Data entries
※

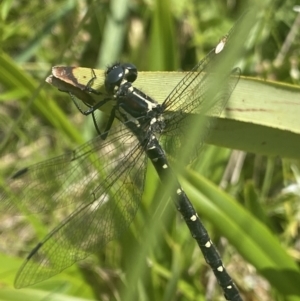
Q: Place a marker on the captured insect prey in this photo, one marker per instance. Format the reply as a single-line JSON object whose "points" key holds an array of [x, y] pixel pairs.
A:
{"points": [[105, 177]]}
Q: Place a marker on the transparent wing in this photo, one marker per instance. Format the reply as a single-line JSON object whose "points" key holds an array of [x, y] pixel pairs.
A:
{"points": [[178, 124], [200, 92], [104, 179]]}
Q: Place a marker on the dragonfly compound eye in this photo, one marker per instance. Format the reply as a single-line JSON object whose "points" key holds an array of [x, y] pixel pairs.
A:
{"points": [[114, 77], [130, 72]]}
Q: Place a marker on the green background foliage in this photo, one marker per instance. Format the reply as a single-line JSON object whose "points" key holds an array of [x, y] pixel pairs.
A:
{"points": [[254, 220]]}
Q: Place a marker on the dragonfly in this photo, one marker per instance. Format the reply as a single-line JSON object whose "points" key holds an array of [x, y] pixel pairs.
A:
{"points": [[105, 177]]}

※

Stated task
Copy out word for word the stretch of the data above from the line containing "Q: Place a marker on the dragonfly compound" through the end of the data, including both of those ends.

Reply
Q: Place a marker on the dragonfly compound eye in this photo, one marker per instance. Format the reply as a single-line JSON object whose "points" key holds an array of [x, y] pixel pairs.
A:
{"points": [[114, 77], [130, 72]]}
Q: Place a marker on the green background foliage in this photo, one marker per instance. Format the reply as a single-line JSON object whose "points" key holds an array of [x, y] pixel pairs.
A:
{"points": [[254, 220]]}
Q: Place a marker on the dragonfly in this photo, one marker per instance. Format the reply as a single-line JSON object whose "points" key holds an array of [x, y] pixel pairs.
A:
{"points": [[105, 177]]}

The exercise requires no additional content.